### DOCUMENT TEXT:
Documents filed with the court state that the defendants’ wines have been consumed daily since at least January 2011, and that consumption remains ongoing.

What limit acceptable?
However, those same test results—conducted by Beverage Grades, a private lab in Colorado, suggest that most wines meet the standard for drinking water, and all of the wines fell below 50 ppb, as did the beers that were the focus of similar concern in 2013.

Regulations in Canada deem anything up to 100 ppb acceptable, while the threshold in Europe, as set by the International Organisation of Vine and Wine (OIV), is 200 ppb.

U.S. authorities haven’t set a safe threshold for arsenic levels in wine, but the University of California, Davis, published a fact sheet this past March that noted, “Average adult exposure to inorganic (arsenic) through food, according to data from UC Davis, is about 0.05 μg per kg of body weight per day. It would take inordinately high consumption of wine that coincidentally had high levels of arsenic to come close to the 0.3 μ g/kg body weight per day level of concern” set by the Environmental Protection Agency.

### TRY IT:
In the text on arsenic in wine, what arsenic threshold does the International Organisation of Vine and Wine set for Europe?

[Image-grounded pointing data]
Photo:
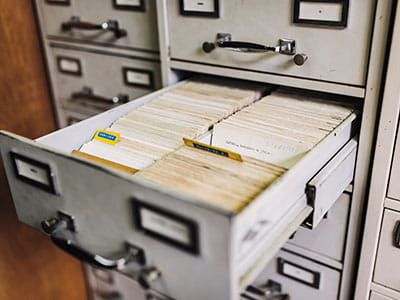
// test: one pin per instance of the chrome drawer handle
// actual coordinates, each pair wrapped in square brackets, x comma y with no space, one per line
[87,93]
[224,40]
[62,233]
[110,25]
[396,235]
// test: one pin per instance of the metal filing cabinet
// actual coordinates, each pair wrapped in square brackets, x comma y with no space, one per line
[300,277]
[88,82]
[88,46]
[299,41]
[378,274]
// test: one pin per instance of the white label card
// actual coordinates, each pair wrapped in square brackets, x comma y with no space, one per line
[165,226]
[138,78]
[69,65]
[298,273]
[321,11]
[32,172]
[199,6]
[128,2]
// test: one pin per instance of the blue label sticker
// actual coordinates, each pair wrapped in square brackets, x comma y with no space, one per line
[107,136]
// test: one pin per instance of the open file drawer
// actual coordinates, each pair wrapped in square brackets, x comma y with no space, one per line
[47,182]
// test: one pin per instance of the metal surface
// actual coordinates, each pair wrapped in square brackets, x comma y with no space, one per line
[263,22]
[140,25]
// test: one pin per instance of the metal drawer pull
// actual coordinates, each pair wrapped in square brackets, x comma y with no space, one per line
[224,40]
[110,25]
[87,93]
[62,233]
[396,237]
[68,246]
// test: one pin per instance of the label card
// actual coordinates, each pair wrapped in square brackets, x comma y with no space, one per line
[324,12]
[59,2]
[212,149]
[108,137]
[299,273]
[69,65]
[138,77]
[33,172]
[206,8]
[166,226]
[138,5]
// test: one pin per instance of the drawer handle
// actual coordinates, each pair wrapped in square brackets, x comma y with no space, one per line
[110,25]
[87,93]
[62,233]
[396,237]
[224,40]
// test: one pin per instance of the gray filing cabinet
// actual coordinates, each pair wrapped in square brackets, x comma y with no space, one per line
[379,269]
[93,69]
[99,53]
[303,54]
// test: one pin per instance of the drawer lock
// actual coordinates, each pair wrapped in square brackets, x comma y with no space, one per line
[224,40]
[110,25]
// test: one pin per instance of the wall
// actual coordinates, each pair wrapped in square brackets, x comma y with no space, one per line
[30,266]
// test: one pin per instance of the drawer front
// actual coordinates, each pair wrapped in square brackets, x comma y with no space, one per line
[105,285]
[138,19]
[387,268]
[329,237]
[394,187]
[376,296]
[78,73]
[257,21]
[71,117]
[301,278]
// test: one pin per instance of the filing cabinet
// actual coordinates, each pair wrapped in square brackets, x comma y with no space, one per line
[133,23]
[88,82]
[378,272]
[98,53]
[394,189]
[324,45]
[387,269]
[329,237]
[300,54]
[376,296]
[301,278]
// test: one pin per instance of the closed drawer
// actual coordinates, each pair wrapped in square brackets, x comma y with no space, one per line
[105,285]
[91,82]
[136,18]
[387,268]
[329,237]
[258,22]
[71,117]
[106,205]
[394,187]
[301,278]
[376,296]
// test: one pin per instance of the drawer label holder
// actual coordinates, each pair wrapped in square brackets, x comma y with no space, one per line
[299,273]
[212,149]
[108,137]
[34,172]
[166,226]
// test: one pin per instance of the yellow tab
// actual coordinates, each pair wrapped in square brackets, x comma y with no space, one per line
[212,149]
[108,137]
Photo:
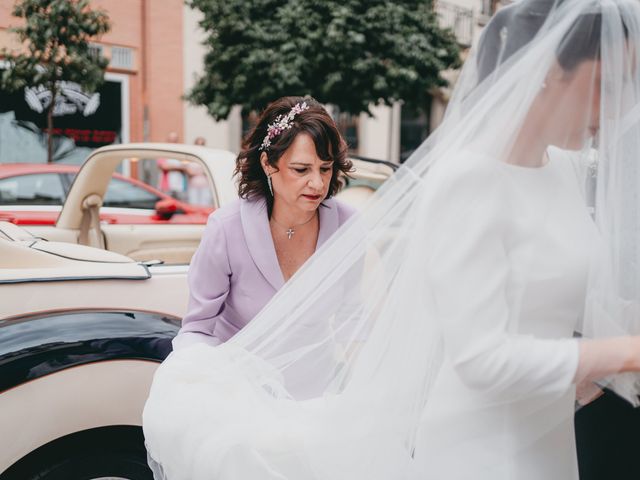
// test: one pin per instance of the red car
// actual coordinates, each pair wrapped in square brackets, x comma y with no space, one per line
[33,194]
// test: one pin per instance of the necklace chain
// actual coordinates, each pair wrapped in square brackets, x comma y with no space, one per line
[292,230]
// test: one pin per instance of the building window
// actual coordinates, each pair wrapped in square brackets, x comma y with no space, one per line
[415,127]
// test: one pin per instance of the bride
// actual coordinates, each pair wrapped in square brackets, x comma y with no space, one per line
[433,337]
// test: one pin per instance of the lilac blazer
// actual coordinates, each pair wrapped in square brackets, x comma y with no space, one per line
[235,270]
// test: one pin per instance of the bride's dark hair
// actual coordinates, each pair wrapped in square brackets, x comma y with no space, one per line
[583,41]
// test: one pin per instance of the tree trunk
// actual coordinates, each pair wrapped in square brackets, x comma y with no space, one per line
[50,126]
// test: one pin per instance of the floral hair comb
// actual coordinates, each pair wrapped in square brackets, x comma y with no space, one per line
[282,123]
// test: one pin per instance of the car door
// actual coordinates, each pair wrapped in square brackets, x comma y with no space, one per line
[32,199]
[133,225]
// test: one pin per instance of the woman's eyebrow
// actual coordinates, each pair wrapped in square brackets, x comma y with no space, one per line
[306,164]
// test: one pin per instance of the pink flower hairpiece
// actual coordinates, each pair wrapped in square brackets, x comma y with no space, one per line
[282,123]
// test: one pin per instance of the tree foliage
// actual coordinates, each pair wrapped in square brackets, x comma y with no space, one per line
[56,37]
[350,53]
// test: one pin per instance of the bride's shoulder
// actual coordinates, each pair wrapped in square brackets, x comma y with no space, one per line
[469,172]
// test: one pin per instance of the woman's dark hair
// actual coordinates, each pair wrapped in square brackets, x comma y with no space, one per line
[314,121]
[583,41]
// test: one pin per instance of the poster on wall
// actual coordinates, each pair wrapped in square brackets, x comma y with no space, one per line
[82,122]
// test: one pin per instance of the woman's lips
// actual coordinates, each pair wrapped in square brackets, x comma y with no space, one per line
[312,197]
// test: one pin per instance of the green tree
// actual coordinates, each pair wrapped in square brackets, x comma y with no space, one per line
[56,37]
[350,53]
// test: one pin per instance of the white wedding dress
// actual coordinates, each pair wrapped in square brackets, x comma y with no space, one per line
[539,225]
[218,424]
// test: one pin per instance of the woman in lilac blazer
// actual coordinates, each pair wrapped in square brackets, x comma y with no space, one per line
[288,171]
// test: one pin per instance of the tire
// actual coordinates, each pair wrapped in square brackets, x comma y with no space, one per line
[114,453]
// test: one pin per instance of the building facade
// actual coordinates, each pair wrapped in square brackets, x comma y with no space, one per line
[155,51]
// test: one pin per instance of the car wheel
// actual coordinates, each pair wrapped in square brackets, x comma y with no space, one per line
[103,465]
[112,453]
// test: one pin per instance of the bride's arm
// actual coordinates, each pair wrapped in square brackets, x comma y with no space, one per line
[471,281]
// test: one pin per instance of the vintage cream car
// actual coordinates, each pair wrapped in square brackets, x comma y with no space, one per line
[83,327]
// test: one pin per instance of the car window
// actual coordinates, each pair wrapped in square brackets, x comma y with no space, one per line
[121,193]
[32,189]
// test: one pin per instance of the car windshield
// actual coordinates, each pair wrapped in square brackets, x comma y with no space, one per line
[32,189]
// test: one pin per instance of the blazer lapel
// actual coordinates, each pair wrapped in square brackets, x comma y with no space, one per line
[255,225]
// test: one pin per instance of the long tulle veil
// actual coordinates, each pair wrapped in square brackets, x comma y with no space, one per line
[331,380]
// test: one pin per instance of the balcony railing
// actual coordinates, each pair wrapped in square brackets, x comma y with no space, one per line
[458,19]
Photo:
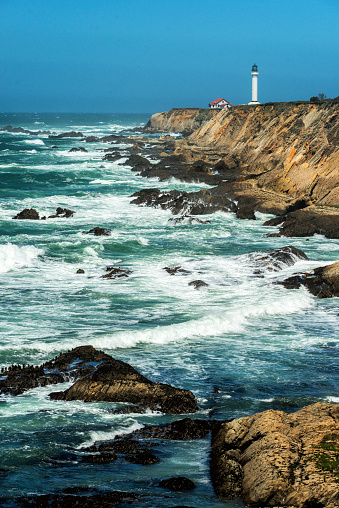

### ANSWER TO THE PROBLEM:
200 ppb.